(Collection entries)
— start —

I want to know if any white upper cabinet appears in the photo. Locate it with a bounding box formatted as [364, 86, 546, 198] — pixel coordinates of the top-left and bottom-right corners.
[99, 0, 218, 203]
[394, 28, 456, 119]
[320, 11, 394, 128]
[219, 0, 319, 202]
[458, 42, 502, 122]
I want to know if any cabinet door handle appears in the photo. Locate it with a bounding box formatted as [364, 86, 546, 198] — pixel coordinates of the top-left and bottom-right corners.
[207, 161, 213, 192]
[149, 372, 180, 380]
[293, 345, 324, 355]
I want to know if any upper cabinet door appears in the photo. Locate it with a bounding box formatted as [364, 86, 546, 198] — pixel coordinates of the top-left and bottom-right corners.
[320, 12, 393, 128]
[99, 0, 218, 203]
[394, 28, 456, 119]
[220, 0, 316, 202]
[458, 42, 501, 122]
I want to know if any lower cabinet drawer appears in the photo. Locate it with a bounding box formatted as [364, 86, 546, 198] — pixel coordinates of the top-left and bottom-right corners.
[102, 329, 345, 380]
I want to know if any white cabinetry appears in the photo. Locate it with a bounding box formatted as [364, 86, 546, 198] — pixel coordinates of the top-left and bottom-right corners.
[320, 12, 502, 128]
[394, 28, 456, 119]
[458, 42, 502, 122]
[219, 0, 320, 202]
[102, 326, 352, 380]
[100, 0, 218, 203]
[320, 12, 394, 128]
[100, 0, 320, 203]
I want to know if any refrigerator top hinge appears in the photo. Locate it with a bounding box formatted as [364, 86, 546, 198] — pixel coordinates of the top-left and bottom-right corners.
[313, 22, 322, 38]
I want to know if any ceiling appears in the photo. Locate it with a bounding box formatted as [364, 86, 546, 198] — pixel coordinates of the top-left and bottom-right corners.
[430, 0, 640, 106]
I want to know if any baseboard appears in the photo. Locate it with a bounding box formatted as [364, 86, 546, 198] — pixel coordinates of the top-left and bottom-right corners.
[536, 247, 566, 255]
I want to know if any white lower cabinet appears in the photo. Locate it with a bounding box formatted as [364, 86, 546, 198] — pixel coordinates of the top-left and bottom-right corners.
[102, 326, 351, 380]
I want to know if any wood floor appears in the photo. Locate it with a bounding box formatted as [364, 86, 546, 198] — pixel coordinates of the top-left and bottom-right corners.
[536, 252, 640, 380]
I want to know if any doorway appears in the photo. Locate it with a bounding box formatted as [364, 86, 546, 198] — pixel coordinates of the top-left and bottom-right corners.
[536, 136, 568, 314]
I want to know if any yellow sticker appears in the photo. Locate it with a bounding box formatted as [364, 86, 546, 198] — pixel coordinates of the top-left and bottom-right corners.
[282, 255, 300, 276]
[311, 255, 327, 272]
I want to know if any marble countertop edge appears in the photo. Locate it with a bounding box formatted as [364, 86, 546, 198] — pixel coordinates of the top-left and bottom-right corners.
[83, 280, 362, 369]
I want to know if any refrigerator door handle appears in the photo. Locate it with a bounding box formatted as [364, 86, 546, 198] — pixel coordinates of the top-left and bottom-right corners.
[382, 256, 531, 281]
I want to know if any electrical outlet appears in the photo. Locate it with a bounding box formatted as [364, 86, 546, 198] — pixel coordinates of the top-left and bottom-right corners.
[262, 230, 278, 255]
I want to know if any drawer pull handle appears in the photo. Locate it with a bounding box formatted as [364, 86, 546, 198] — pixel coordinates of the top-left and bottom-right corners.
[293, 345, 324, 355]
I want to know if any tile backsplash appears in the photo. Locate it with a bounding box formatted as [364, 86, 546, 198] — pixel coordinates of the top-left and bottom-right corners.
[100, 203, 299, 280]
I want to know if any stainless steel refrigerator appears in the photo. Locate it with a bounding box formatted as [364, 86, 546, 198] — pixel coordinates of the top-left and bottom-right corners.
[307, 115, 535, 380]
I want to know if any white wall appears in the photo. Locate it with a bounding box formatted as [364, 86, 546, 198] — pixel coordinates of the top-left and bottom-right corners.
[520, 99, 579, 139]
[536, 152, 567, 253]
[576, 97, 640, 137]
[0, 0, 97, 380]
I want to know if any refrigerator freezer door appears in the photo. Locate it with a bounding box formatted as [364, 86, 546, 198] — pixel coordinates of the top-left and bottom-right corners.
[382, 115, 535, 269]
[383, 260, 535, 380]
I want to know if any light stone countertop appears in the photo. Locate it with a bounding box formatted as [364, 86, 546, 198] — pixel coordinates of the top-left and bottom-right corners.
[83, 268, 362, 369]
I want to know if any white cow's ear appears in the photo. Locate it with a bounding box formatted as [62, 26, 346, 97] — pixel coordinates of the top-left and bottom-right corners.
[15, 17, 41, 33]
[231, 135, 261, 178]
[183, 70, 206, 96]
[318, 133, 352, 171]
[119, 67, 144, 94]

— end —

▸ **What you should do**: Return every line of the material above word for word, changing nothing.

▸ **Correct result**:
I want to know if any white upper cabinet appears in the photo. Locate it with a bounding box formatted as [364, 86, 546, 198] — pixel coordinates of the top-left and bottom-right corners.
[99, 0, 218, 203]
[394, 28, 456, 119]
[320, 11, 394, 128]
[219, 0, 319, 202]
[458, 42, 502, 122]
I want to know if any cabinet door handle appears in the photo. Locate it with a bounding box formatted as [364, 86, 546, 198] — pixel coordinates of the top-left and bottom-right corners.
[207, 161, 213, 192]
[149, 372, 180, 380]
[293, 345, 324, 355]
I want to know if any upper cabinet door appears in the photo. Locate it with a bounding box formatted as [364, 86, 546, 198] — pixel coordinates of the top-left and bottom-right corners.
[320, 12, 393, 128]
[99, 0, 218, 203]
[394, 28, 456, 119]
[220, 0, 316, 202]
[458, 42, 501, 122]
I want to know if any lower cabinet drawer appears in the photo. Locate it with a bounding box formatted as [364, 86, 546, 198] — pixel coordinates of the top-left and bottom-right corners.
[102, 329, 345, 380]
I want to know if any white cabinetry appears in the photo. Locate it with a bounding box formatted as [364, 86, 546, 198] — pixel coordinates of the top-left and bottom-right corners.
[320, 12, 502, 128]
[394, 28, 456, 119]
[458, 42, 502, 122]
[219, 0, 320, 202]
[102, 326, 352, 380]
[100, 0, 218, 203]
[320, 12, 394, 128]
[100, 0, 320, 203]
I want to know if any refrigerator top hinge appears in the photo. Locate it with a bounding box formatted as [364, 86, 546, 198] — pixel coordinates of the top-left and bottom-right corners.
[313, 22, 322, 38]
I want to know if any ceiling appears in the photo. Locate it with a bounding box formatted as [364, 86, 546, 198] — pixel coordinates of the top-left and bottom-right corners.
[430, 0, 640, 106]
I want to know if any baseboard appears in the photo. Locate it with a bounding box formatted as [364, 86, 546, 198] — pixel coordinates of the top-left and bottom-right corners.
[536, 247, 566, 255]
I want to know if any white lower cabinet appears in the photo. Locate it with a bounding box formatted as [364, 86, 546, 198] — pixel coordinates of the top-left and bottom-right corners.
[102, 326, 351, 380]
I want to know if any wood floor appears in the photo. Locate it with a bounding box formatted as [364, 86, 546, 198] — pixel coordinates of the top-left and bottom-right corners.
[536, 252, 640, 380]
I want to know if any doorway appears in the photo. Locate it with a bounding box formatted as [364, 86, 546, 198] — pixel coordinates of the top-left and bottom-right corners.
[536, 136, 568, 314]
I want to know if any yellow sticker appears in the photo. Locate it with a bounding box formatted as [364, 86, 546, 198] — pixel coordinates of the top-left and bottom-right corners.
[282, 255, 300, 276]
[311, 255, 327, 272]
I want to know if any marble countertop edge appears in the photo. Locate it with a bounding box formatted as [364, 86, 546, 198] — pixel coordinates of the top-left and bottom-right corners.
[83, 280, 362, 369]
I want to know if any refrigerator door handle appears in the photo. Locate it with a bounding box formatted as [364, 86, 546, 198] — pixel coordinates of the top-left and bottom-right corners.
[382, 256, 531, 281]
I want to know if any electrical outlet appears in the photo. Locate it with a bounding box formatted as [364, 86, 546, 198] — pixel coordinates of the top-left and bottom-right corners.
[262, 230, 278, 255]
I want to know if any drawer pull handle appears in the photo. Locate it with a bounding box formatted as [364, 86, 546, 198] — pixel coordinates of the top-left and bottom-right corners.
[293, 345, 324, 355]
I want to know if any tile backsplash appears in the photo. Locate it with a bounding box formatted as [364, 86, 546, 198] — pixel coordinates of the top-left and bottom-right corners.
[100, 203, 299, 280]
I want to know if any stainless steel refrigerator appears in the photo. Locate it with a bounding box formatted as [364, 86, 546, 198] — pixel coordinates of the top-left and bottom-right corners.
[307, 115, 535, 380]
I want to know if any white wall appears in the photo. Locate it with a bounding box formatted as [364, 86, 546, 198] — pixel coordinates of the top-left and bottom-right corners.
[520, 99, 579, 139]
[536, 152, 567, 253]
[576, 97, 640, 137]
[0, 0, 97, 380]
I want to know if any refrigerator freezer door appears in the photo. Locate it with a bounding box formatted as [364, 86, 546, 198] — pixel coordinates of the top-left and bottom-right corners.
[382, 115, 535, 269]
[383, 260, 535, 380]
I want to know if any light stone countertop appears in the photo. Locate it with a bounding box formatted as [364, 86, 546, 198] — pixel coordinates of the top-left and bottom-right corners.
[83, 268, 362, 369]
I want to know if any white cow's ear appears in the photo. Locate it with a bounding box formatted as [62, 26, 346, 97] — pixel coordinates of the top-left and bottom-right corners.
[15, 17, 41, 33]
[231, 135, 261, 178]
[183, 70, 206, 96]
[318, 133, 352, 171]
[119, 67, 144, 94]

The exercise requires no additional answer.